皆、人の申しけるは、かの鎌足と申すは、常陸の国四郎禰宜の子にて田夫野人の者なるが宮中へ召しい出され、宮中に入って摂関大臣の位を汚した罪により、位負けして盲目に成りたる者ぞと言いければ、蘇我入鹿大臣も実にもと思し召し、ちと、くつろぐ様子あり。
 頃は霜月(陰暦十一月)下旬なるに、鎌足、蘇我入鹿大臣を招き、囲炉裏(いろり)に火を置かせ、蘇我入鹿大臣と鎌足、御手を暖め給いしに、鎌足の若君のまだいどけなくましますを乳母が抱き参らせて、辺りを通り申す時、むずからせ給へば、何とてこの子は泣かするぞ、これへこれへと仰せければ、そうなく御手に参らするとて、どうしたものか盛り燃える火の中へ取り落とし給う。
 蘇我入鹿大臣この由御覧じて、本当か嘘をついているのか見極めるのはここだ、どうして見落として良い物かとさし退いて見給う、鎌足いとど悟って有らざる方に手を上げて、悶え焦がれ給う間に、遂に空しくなり給う。

抽出情報 »
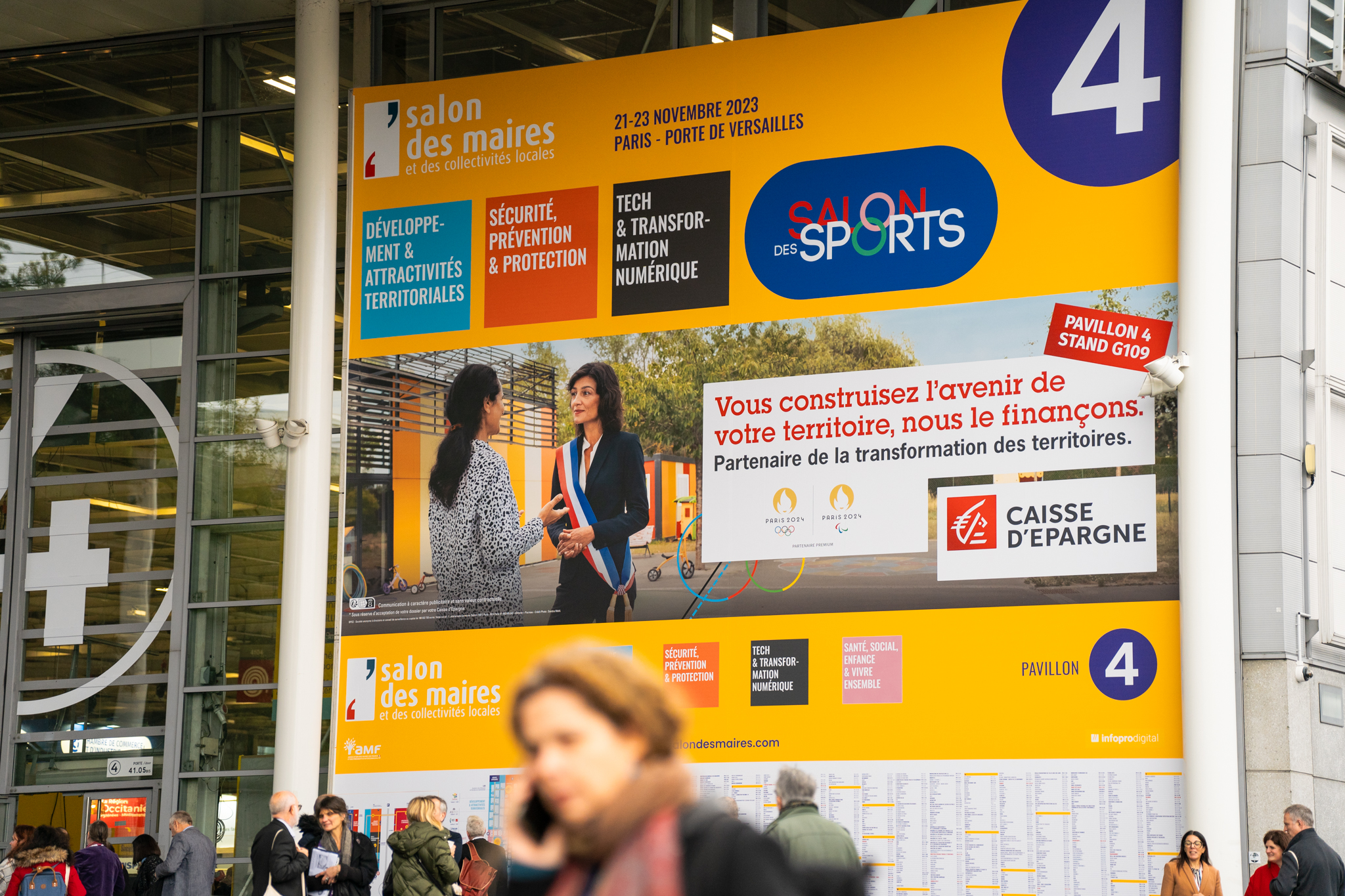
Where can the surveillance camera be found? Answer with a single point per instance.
(294, 431)
(1165, 375)
(269, 431)
(1153, 386)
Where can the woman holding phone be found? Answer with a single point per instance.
(600, 475)
(1191, 874)
(474, 532)
(604, 807)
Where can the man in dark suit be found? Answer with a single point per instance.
(277, 860)
(491, 853)
(190, 865)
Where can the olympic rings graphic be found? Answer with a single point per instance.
(883, 238)
(751, 572)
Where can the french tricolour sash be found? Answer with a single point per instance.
(568, 461)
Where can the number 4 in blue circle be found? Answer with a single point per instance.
(1091, 88)
(1124, 664)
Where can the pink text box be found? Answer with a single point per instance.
(871, 670)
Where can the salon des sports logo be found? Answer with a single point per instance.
(872, 223)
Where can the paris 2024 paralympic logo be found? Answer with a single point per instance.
(872, 223)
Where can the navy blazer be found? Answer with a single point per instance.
(619, 496)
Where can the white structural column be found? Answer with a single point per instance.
(1206, 433)
(309, 480)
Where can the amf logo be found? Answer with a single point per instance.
(873, 223)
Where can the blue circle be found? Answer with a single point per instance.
(1133, 668)
(1083, 147)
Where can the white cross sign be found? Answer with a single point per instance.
(66, 571)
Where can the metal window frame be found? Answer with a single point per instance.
(1329, 137)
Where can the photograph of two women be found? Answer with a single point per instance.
(558, 482)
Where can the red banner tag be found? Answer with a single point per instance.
(1106, 337)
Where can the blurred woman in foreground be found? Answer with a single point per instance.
(604, 809)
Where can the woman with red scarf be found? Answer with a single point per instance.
(1277, 843)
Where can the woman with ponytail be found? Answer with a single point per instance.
(474, 532)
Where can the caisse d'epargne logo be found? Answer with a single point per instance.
(971, 523)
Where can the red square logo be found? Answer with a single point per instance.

取り組む課題 »
a – 鎌足と入鹿の物語のうち、「皆、人の申しけるは、かの鎌足」から始まり「う間に、遂に空しくなり給う。」で終わる部分を書き出しなさい。その際、「乳母」を「侍女」に入れ替えること。
b – 鎌足と入鹿の物語の「頃は霜月」で始まる段落を、主な事実を残して短くまとめなさい。
c – 鎌足と入鹿の物語を、最後の文に続けて書き進めなさい。
記録はこの作業には使わなくてかまいません。

解答一覧 »
a –
皆、人の申しけるは、かの鎌足と申すは、常陸の国四郎禰宜の子にて田夫野人の者なるが宮中へ召しい出され、宮中に入って摂関大臣の位を汚した罪により、位負けして盲目に成りたる者ぞと言いければ、蘇我入鹿大臣も実にもと思し召し、ちと、くつろぐ様子あり。
 頃は霜月(陰暦十一月)下旬なるに、鎌足、蘇我入鹿大臣を招き、囲炉裏(いろり)に火を置かせ、蘇我入鹿大臣と鎌足、御手を暖め給いしに、鎌足の若君のまだいどけなくましますを侍女が抱き参らせて、辺りを通り申す時、むずからせ給へば、何とてこの子は泣かするぞ、これへこれへと仰せければ、そうなく御手に参らするとて、どうしたものか盛り燃える火の中へ取り落とし給う。
 蘇我入鹿大臣この由御覧じて、本当か嘘をついているのか見極めるのはここだ、どうして見落として良い物かとさし退いて見給う、鎌足いとど悟って有らざる方に手を上げて、悶え焦がれ給う間に、遂に空しくなり給う。

b – 霜月(陰暦十一月)の下旬、鎌足は蘇我入鹿大臣を招き、囲炉裏に火を置かせて二人で手を暖めていた。そこへ乳母が鎌足の幼い若君を抱いて通りかかり、若君がむずかった。鎌足は「なぜ泣かせるのか、こちらへ」と言って若君を受け取ろうとしたが、盛んに燃える火の中へ取り落としてしまった。

c –
 甲斐無き死骸を取り上げて御膝の上に参らする、鎌足抱き取り給い、ここはいずくぞ面(おもて)顔、頭はいづく前、後ろ、足手を探しまわしつつ、是はどうしたことだ大変だ、辺りに人はおわせぬか、など取り上げてたび給わる。
 自分は未だ悟りの境地に達せず、救われていないが先ず先に他人を救おうと誓う事、自未(び)得度先度、他は菩薩の行にあらずや、哀れ片輪のその中に盲人は殊に恨めしや、しかも一人息子なのでこのように体の不自由なつらい自分の方が先に死んで、死後を弔ってもらおうと思っていたのに。
 眼前猛火の中に入るを助けぬ事の無慚さよ、生きて甲斐無き憂き身をも殺してたべや人々と、天に仰ぎ地に伏して激しく涙し給いければ、見る人も聞く人も袖を絞らぬ人ぞ無き。
 蘇我入鹿大臣この由御覧じて、あらいたわしや、誠に盲目になっていたのだと確信する、されば我が身偽り有る者が、人の誠を疑えり、今後は疑いの心を止め、親しむべしと思し召し、はや打解けさせ給いけり。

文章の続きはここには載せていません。